● Auszug:
▬▬▬▬▬▬
Sie sind wieder da: In immer mehr Bereichen bevölkern Saatkrähenkolonien Bad Aibling. Ihr lautstarker Austausch untereinander lässt keine ruhige Minute zu. Und: Sie koten den halben Kurpark voll. Um Abhilfe zu schaffen, hat die Stadt rechtlich wenig Möglichkeiten. Eine davon will sie aber nun nutzen.

Bad Aibling – Morgens, 4.15 Uhr, klappen, besser gesagt knallen in der Madau und in weiteren Aiblinger Stadtvierteln die Fenster zu: „Um diese Uhrzeit geht es meist mit dem Lärm los“, sagt Rudi Gebhart, dessen Zuhause von zwei Seiten beschallt wird. Seit rund drei Jahren lebt das ganze Quartier zu dieser Jahreszeit Seite an Seite mit Scharen von Saatkrähen, deren Lärm zeitweise ohrenbetäubend ist.

Eine Flucht beispielsweise in den Kurpark, eigentlich ausgewiesen als Ort der Ruhe und Erholung mitten in der Stadt, hilft da auch nichts mehr. Denn auch dort hört man die schwarzgefiederten Gesellen schon von Weitem, die sich in den hohen Bäumen tummeln und häuslich einrichten, um hoch oben den Nachwuchs auszubrüten und großzuziehen. Auch die Mitarbeiter der Kur- und Touristinformation schließen da entnervt das Fenster.

Der Landesbund für Vogelschutz Rosenheim hat die Anzahl der Saatkrähen-Brutpaare in den vergangenen Jahren auch für Bad Aibling dokumentiert.
▬▬▬▬▬▬
● Bereitgestelltes Material:

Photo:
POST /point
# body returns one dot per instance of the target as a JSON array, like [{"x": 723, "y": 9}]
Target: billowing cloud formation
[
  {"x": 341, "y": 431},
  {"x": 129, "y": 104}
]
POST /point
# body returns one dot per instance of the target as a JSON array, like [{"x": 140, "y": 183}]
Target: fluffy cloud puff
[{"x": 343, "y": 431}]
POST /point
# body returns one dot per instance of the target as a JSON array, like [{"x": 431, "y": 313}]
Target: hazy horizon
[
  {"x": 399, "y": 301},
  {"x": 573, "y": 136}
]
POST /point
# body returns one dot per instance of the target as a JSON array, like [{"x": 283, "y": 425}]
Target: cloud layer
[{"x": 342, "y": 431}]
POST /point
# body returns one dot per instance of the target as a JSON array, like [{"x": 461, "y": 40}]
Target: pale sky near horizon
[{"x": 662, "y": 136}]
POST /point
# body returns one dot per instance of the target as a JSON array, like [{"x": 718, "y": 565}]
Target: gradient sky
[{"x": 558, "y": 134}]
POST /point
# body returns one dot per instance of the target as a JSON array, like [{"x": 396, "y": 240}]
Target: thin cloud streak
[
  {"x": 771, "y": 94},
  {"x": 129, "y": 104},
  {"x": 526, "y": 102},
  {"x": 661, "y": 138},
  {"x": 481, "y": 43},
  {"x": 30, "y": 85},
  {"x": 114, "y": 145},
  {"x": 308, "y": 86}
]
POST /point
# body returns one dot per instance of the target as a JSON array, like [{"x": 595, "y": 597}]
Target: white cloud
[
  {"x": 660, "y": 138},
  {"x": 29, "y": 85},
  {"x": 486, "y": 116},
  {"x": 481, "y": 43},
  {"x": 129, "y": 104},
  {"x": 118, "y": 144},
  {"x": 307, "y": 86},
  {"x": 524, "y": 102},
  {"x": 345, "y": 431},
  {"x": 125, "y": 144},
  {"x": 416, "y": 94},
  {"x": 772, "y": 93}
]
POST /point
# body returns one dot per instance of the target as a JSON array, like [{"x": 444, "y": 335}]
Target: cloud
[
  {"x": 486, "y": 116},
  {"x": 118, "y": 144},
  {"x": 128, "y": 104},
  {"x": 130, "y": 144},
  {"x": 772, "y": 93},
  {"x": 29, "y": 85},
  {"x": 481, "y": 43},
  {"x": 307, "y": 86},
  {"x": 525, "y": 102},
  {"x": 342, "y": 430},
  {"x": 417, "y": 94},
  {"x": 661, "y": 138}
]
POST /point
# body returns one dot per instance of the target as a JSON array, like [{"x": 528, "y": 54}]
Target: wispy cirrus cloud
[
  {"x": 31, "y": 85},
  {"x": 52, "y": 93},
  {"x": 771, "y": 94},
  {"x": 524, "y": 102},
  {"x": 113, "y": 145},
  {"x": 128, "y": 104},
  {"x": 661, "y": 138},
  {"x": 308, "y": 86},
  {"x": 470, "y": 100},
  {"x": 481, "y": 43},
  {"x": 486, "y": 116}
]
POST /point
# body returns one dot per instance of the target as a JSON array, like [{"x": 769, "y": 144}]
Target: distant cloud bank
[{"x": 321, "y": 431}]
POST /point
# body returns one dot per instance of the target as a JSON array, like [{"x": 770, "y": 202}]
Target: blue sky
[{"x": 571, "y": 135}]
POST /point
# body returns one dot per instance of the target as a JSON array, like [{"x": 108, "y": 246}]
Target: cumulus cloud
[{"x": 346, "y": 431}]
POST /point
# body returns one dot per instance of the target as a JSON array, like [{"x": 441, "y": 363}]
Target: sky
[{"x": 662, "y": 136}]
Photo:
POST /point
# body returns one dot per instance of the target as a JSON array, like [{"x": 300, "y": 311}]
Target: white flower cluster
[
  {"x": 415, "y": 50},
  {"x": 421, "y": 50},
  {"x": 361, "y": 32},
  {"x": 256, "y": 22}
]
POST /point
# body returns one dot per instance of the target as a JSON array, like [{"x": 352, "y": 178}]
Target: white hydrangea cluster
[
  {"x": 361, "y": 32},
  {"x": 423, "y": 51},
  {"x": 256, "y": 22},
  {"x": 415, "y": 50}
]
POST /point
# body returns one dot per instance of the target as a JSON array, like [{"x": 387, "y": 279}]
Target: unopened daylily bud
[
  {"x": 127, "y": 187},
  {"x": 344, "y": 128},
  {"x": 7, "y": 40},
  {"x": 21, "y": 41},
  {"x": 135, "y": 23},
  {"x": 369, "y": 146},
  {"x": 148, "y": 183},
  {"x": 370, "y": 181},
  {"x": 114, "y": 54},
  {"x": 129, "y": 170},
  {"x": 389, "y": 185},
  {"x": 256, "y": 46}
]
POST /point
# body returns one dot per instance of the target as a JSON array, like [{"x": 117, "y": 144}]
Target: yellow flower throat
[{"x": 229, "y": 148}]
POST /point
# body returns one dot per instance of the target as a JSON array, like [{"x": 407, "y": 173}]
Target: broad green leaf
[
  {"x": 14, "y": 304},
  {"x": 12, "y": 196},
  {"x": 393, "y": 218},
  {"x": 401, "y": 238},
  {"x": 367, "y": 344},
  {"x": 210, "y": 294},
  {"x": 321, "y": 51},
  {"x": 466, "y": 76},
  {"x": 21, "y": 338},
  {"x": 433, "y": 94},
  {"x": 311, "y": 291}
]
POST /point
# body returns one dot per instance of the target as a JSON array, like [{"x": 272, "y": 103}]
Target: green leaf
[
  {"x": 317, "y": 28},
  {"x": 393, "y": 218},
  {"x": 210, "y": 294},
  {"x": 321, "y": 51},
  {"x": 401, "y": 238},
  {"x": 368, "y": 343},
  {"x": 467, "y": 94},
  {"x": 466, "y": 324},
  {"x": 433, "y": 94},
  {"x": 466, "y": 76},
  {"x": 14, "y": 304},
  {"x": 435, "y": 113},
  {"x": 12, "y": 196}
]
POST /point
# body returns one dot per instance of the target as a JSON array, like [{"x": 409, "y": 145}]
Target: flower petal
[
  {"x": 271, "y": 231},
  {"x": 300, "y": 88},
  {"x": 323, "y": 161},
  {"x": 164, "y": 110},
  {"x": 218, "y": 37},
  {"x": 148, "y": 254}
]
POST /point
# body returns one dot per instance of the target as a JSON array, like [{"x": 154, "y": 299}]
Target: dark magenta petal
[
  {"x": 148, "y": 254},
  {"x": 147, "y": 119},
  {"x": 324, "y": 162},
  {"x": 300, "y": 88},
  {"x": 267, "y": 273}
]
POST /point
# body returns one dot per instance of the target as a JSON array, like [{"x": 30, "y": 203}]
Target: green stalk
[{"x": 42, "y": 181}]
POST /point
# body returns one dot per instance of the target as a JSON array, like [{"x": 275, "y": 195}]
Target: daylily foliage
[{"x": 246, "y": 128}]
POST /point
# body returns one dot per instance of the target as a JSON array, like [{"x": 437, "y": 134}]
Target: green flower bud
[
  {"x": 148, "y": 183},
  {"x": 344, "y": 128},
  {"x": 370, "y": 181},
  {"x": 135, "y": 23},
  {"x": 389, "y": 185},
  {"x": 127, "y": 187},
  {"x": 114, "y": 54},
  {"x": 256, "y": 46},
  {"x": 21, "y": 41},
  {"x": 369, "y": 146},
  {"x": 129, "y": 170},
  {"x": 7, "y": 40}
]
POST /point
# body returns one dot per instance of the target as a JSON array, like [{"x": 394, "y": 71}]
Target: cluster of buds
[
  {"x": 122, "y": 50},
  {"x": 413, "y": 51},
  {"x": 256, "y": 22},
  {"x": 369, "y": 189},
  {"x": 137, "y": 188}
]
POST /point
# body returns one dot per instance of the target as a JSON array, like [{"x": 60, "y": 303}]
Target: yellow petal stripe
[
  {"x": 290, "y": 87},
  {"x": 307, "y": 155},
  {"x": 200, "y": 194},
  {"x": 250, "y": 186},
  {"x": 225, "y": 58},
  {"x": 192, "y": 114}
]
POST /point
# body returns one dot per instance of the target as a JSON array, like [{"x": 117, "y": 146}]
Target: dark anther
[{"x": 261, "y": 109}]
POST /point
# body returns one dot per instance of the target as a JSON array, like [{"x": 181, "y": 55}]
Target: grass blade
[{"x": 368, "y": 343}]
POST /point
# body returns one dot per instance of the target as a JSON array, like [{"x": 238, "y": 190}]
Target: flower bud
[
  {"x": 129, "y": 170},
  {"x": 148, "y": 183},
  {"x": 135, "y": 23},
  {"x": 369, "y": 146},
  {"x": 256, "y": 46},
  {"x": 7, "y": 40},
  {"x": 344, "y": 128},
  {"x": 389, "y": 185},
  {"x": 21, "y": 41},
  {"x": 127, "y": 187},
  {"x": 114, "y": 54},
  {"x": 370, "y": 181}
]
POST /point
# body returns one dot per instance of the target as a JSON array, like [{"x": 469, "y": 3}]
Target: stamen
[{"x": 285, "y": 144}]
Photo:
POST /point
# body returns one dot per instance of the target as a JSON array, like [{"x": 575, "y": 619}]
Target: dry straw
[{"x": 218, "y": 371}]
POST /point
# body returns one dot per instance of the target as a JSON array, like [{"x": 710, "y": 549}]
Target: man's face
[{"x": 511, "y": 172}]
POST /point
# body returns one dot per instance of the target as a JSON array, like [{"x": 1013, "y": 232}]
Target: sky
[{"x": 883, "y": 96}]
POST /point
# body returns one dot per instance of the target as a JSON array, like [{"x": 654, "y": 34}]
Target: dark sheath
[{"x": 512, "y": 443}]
▬▬▬▬▬▬
● Aufgaben:
**a.** Beantworte diese Fragen zum Auszug über die Saatkrähen in Bad Aibling, jede Antwort auf einer eigenen Zeile und mit derselben Markierung:
(i) Um welche Uhrzeit geht laut Rudi Gebhart der Lärm meistens los?
(ii) Seit etwa wie vielen Jahren lebt das Quartier zu dieser Jahreszeit mit den Saatkrähen?
(iii) Wer hat die Zahl der Saatkrähen-Brutpaare in Bad Aibling dokumentiert?
**b.** Schreib den Text über die Saatkrähen in Bad Aibling nach seinem letzten Satz weiter.

● Antworten der Reihe:
**a.**
(i) Um 4.15 Uhr.
(ii) Seit rund drei Jahren.
(iii) Der Landesbund für Vogelschutz Rosenheim.

**b.**
Wie groß die Kolonien im Stadtgebiet heuer sind, hat Martin Haas, Leiter des städtischen Ordnungsamtes, zusammen mit Christian Hilz vom Bauhof jetzt dokumentiert – eine Voraussetzung für eine artenschutzrechtliche Ausnahmegenehmigung durch die Regierung von Oberbayern: Damit die Ansiedlungen nicht Jahr für Jahr weiter anwachsen und sich neue Splittersiedlungen wie etwa in Harthausen bilden, gestattet diese Ausnahmegenehmigung, die Saatkrähen vor Beginn der Brutzeit zu vergrämen. Die Mittel und Erfolge sind indes sehr beschränkt, wie der Ordnungsamtsleiter weiß.

Zuerst fliegt die Drohne über die Kolonien

Doch wird man nach 2021 heuer erneut versuchen, die Nester von den Bäumen zu holen. Trotz Genehmigung ist auch das nicht so einfach. Ganz abgesehen davon, dass – wie die Erfahrungen aus dem Jahr 2021 zeigen – die Tiere in der Regel sofort wieder mit dem Bau beginnen. Jedenfalls kommt nun, nachdem Anzahl und Lage der Nester dokumentiert sind, eine Drohne zum Einsatz. Aus Beweissicherungsgründen: „So können wir aus der Luft erkennen, ob bereits Eier in den Nestern liegen. Denn wenn das der Fall ist, dürfen die Nester nicht mehr entfernt werden“, so Haas, der sich in den vergangenen Jahren tief in die Materie eingearbeitet hat.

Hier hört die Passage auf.